Stored data Start Marker
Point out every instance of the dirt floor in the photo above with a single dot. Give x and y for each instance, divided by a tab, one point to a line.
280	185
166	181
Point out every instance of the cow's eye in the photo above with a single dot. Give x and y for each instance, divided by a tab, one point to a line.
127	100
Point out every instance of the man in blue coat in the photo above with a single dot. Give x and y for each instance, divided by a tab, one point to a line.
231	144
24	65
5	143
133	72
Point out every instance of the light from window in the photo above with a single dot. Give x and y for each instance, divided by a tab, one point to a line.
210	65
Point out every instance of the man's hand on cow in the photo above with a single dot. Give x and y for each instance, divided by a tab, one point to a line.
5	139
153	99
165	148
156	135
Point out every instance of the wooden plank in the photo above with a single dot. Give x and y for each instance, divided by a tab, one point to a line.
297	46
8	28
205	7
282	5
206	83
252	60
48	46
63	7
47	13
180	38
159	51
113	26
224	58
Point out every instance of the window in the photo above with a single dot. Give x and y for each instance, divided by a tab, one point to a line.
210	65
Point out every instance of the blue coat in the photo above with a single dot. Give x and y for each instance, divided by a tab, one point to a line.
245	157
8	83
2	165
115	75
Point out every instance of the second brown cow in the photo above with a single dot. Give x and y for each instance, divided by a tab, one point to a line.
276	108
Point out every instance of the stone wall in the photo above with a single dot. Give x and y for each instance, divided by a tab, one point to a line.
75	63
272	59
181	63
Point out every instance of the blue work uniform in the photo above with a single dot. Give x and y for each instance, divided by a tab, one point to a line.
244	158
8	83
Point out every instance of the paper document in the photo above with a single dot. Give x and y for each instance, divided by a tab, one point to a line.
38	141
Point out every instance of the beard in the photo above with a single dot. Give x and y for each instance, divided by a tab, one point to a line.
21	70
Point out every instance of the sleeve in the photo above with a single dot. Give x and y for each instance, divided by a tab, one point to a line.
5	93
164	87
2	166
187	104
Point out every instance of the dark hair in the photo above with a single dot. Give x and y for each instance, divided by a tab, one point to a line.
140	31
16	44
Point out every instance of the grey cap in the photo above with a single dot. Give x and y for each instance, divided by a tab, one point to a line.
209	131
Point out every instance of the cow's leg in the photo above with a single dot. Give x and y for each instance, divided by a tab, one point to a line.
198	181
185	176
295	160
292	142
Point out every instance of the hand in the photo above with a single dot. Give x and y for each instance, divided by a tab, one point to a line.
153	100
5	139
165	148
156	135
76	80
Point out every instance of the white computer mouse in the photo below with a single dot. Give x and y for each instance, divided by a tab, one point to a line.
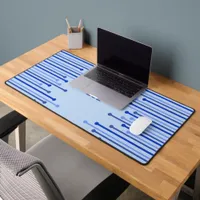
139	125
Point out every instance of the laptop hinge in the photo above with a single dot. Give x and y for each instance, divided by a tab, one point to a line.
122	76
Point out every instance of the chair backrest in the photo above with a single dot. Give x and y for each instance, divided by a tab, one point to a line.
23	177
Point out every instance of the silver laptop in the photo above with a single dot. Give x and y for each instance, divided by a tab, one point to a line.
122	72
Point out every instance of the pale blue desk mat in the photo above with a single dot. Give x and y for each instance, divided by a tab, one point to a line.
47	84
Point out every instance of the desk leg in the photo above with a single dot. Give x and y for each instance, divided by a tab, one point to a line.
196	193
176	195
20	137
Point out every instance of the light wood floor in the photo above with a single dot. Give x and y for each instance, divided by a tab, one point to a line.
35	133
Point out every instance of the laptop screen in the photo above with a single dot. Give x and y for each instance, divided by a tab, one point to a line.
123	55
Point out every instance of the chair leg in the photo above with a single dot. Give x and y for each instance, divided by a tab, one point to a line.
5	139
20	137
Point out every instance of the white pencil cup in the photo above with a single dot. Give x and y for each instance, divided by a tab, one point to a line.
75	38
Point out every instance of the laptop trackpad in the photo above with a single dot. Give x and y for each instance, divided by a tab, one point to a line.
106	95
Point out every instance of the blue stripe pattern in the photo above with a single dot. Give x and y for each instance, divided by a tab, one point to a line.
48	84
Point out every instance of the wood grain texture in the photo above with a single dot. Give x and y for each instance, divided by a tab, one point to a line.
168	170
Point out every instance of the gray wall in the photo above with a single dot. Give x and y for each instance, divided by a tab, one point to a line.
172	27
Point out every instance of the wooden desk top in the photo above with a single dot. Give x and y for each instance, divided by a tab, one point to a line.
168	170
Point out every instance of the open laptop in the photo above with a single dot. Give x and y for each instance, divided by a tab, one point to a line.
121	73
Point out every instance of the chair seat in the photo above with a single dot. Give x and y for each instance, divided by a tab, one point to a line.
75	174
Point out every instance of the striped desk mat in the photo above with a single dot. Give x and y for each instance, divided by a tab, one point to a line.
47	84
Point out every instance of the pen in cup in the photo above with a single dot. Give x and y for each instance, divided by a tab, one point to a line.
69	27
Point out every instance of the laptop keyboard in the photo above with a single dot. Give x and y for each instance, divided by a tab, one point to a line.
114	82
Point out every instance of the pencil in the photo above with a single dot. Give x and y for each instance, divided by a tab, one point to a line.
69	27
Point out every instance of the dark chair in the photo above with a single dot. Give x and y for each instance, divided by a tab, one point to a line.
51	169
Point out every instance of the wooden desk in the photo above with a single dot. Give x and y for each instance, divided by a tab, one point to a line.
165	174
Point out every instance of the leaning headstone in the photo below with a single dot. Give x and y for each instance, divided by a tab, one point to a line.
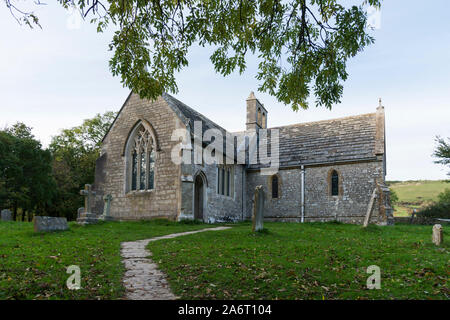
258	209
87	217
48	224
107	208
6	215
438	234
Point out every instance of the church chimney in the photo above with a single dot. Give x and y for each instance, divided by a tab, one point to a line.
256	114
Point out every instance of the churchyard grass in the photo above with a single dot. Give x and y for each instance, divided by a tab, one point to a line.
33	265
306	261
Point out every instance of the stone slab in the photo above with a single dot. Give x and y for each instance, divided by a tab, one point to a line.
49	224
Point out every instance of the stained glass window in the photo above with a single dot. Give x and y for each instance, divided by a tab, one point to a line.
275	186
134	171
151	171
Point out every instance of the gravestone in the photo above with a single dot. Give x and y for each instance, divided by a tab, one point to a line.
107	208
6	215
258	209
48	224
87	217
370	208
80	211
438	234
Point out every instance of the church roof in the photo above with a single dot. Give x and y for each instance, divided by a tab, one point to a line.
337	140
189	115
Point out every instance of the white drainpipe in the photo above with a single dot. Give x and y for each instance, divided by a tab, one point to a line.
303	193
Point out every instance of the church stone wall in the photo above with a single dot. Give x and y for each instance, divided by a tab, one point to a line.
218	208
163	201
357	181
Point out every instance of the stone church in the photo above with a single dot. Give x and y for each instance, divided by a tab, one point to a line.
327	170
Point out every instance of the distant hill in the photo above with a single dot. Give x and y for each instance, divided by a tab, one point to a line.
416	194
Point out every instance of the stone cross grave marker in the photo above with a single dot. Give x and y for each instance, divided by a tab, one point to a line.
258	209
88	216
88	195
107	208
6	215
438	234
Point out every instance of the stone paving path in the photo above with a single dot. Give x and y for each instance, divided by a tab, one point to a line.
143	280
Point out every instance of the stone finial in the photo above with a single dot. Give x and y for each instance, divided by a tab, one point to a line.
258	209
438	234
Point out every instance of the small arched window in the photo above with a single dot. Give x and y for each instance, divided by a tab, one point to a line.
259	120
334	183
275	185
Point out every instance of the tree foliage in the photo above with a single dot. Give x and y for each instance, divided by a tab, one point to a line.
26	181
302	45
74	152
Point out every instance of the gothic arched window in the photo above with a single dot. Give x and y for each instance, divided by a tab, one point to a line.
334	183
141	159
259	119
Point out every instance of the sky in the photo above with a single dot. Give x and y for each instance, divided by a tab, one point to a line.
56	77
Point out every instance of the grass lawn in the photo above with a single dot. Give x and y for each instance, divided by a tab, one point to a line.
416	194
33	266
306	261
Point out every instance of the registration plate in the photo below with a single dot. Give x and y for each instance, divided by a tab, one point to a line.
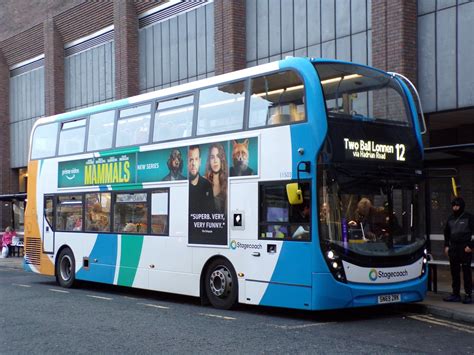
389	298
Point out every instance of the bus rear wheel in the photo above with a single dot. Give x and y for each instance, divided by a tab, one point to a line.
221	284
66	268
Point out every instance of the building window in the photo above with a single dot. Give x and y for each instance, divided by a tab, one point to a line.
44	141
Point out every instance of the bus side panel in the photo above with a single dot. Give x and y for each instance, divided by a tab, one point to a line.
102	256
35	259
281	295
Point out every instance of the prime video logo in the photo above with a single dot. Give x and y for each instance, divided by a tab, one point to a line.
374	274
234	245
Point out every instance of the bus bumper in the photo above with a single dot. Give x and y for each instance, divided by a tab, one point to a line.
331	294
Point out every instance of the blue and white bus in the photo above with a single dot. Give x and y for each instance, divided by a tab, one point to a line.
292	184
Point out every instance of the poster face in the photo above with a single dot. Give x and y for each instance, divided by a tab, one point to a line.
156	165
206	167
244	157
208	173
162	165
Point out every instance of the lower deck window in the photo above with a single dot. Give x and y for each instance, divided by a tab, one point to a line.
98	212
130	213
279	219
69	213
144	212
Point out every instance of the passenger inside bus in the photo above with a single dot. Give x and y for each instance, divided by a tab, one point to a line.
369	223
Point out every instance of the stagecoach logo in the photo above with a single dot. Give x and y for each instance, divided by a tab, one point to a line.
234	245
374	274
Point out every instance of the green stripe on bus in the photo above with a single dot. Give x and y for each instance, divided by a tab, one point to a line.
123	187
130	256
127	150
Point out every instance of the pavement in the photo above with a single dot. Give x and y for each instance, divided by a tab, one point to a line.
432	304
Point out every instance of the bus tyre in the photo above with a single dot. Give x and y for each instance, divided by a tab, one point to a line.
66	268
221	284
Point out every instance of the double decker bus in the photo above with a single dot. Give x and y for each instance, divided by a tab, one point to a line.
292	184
Stored data End Marker
## The problem
Repeat the data above starting at the line with "Point out every instance of the passenger" and ending at its last line, exactly, with no other lines.

## Output of the task
Point out every instance of the passenger inside bus in the photo above with a single dot. Give x and y for each instance, divided by a tab, one point to a line.
369	223
Point out every instance of the stagecoach logo in the photo above with a single dot. Give x and y for each instance, divided by a tab, one point to a line.
234	245
374	274
Point out every instance of the green stripe on bus in the photo above with a single dot. Give x and y for each instance, divided by a tab, one point to a line.
123	187
130	256
127	150
Point out every instance of the pavement in the photo above with a single dot. Give x and y for each instance, divided by a tab, one point to a line.
432	304
Point out every instance of the bus tyre in the photo above with a single dot. Give x and y for each instance, divided by a tab, one point to a line.
66	268
221	284
Point out every instance of the double decker bus in the photo above with a single dot. Give x and y for each instance, divided by a tab, one point to a line.
292	184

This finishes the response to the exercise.